Task goal =
Pick out every line in the items below that contains the word "black" and copy each of those lines.

Records to use =
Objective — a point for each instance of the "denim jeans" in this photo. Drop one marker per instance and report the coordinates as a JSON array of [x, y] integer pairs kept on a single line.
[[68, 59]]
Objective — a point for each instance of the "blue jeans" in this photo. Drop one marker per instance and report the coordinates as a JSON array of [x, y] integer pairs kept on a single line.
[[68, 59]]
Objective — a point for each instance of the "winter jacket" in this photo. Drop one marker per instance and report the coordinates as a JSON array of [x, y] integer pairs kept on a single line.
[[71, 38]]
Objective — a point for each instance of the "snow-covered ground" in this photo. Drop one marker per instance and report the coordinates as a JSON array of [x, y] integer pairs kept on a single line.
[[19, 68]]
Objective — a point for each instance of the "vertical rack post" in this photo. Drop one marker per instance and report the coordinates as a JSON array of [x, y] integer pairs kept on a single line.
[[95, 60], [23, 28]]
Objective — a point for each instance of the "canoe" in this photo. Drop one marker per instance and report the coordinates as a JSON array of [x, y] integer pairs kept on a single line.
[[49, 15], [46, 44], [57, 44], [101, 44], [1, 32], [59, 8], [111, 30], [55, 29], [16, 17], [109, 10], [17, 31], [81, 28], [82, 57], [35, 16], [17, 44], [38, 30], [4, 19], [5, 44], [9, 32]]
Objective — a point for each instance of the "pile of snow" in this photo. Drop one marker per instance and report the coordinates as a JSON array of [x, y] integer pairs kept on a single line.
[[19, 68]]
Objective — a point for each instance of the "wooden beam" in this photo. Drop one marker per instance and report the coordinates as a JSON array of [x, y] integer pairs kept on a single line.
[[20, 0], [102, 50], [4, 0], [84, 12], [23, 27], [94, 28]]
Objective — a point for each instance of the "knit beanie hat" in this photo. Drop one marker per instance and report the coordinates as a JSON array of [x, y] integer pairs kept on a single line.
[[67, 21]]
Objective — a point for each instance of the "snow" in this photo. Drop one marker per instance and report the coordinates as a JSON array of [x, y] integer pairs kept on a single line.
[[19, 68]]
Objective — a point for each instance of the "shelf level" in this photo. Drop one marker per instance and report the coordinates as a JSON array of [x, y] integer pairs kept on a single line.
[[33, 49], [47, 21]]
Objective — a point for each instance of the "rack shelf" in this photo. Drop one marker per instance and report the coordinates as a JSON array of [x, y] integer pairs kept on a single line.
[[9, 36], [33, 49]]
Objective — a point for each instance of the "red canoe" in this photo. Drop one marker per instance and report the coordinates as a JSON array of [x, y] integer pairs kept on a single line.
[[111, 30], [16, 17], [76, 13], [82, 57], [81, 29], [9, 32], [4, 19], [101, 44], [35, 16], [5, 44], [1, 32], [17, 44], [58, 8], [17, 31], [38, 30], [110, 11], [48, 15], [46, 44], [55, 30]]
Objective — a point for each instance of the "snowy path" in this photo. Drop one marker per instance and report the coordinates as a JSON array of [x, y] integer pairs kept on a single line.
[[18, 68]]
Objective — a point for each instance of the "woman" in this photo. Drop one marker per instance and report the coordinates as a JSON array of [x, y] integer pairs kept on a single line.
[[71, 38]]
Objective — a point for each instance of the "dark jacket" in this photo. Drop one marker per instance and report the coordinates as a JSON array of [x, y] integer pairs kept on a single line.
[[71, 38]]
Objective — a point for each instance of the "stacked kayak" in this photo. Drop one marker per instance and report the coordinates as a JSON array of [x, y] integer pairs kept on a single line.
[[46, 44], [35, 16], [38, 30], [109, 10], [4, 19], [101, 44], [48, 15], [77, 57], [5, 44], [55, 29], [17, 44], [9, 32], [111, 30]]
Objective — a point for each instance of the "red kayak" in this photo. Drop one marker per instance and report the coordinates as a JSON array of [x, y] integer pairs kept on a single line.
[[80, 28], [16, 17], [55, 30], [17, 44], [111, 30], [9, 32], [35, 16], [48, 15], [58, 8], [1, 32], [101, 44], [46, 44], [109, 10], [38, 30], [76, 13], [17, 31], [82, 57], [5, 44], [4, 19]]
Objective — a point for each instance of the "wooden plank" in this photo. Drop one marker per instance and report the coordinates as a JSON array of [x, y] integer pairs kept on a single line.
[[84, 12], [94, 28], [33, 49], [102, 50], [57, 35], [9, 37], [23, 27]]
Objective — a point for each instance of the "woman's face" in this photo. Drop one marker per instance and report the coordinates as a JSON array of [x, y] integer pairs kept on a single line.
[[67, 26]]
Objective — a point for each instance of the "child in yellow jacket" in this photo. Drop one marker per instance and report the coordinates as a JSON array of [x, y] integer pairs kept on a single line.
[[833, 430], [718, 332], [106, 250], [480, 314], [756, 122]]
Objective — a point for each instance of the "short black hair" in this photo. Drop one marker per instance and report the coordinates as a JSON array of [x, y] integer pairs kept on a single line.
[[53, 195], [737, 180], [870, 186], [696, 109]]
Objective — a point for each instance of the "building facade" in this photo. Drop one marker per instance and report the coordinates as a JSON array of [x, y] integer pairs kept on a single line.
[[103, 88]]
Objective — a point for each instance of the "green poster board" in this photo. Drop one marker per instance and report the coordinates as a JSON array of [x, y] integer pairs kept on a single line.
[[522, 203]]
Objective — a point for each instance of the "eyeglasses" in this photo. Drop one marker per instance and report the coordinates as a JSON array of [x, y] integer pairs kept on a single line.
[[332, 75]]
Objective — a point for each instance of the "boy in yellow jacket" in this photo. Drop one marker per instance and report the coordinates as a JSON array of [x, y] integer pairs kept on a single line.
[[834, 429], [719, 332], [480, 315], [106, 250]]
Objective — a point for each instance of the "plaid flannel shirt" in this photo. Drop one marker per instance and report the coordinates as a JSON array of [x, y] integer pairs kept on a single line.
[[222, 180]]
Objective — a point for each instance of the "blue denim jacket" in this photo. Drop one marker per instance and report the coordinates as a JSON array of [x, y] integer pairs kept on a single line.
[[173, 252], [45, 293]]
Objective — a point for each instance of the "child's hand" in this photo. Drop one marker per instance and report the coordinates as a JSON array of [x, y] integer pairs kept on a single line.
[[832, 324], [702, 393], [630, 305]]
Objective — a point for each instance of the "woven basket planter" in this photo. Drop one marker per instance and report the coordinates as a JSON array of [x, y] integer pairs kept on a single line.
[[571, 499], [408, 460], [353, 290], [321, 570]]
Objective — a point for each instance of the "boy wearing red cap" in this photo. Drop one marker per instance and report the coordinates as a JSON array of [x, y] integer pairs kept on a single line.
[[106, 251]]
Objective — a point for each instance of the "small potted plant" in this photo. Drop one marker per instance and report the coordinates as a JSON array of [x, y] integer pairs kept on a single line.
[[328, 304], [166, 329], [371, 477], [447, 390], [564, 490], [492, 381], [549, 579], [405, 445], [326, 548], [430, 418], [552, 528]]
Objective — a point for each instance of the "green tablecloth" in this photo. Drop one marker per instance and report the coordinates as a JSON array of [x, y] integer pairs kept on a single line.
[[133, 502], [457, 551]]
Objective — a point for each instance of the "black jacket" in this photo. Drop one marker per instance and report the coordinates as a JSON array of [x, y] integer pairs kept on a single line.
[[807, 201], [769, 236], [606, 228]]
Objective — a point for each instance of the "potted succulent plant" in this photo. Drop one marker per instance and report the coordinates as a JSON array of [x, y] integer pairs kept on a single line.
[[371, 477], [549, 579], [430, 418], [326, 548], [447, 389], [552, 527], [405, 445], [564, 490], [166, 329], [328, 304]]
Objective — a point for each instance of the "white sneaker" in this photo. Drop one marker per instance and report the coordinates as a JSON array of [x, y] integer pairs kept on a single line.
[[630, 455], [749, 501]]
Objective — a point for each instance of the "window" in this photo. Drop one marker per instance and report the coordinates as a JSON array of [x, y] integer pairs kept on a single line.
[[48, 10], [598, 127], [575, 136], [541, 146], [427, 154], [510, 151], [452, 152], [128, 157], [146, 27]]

Answer for this exercise =
Objective — a point for each instance of the "short black hair" in this photo. Drop one marker per instance and report the coordinates as a JSON array of [x, y] integer pairs kept on a single line.
Objective — a point for each instance of the "black jacket" in this photo. Drop one marker per instance and report the coordinates as a JSON array of [x, y] integer pairs kept on a single line.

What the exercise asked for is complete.